= Listed buildings in Lockington, East Riding of Yorkshire =

Lockington is a civil parish in the county of the East Riding of Yorkshire, England. It contains eleven listed buildings that are recorded in the National Heritage List for England. Of these, one is listed at Grade I, the highest of the three grades, and the others are at Grade II, the lowest grade. The parish contains the village of Lockington, the hamlet of Aike, and the surrounding countryside. Most of the listed buildings are houses, and the others include a church, a former rectory, a farmhouse and farm building, a former public house, and a former railway station.

- - - -

◆ Brief:
Retype the text on Lockington's listed buildings in full, word for word. The listing that comes next is from a separate source.

- - - -

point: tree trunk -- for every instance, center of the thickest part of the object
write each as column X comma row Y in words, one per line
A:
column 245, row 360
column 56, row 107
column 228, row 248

- - - -

◆ Reply to the exercise:
= Listed buildings in Lockington, East Riding of Yorkshire =

Lockington is a civil parish in the county of the East Riding of Yorkshire, England. It contains eleven listed buildings that are recorded in the National Heritage List for England. Of these, one is listed at Grade I, the highest of the three grades, and the others are at Grade II, the lowest grade. The parish contains the village of Lockington, the hamlet of Aike, and the surrounding countryside. Most of the listed buildings are houses, and the others include a church, a former rectory, a farmhouse and farm building, a former public house, and a former railway station.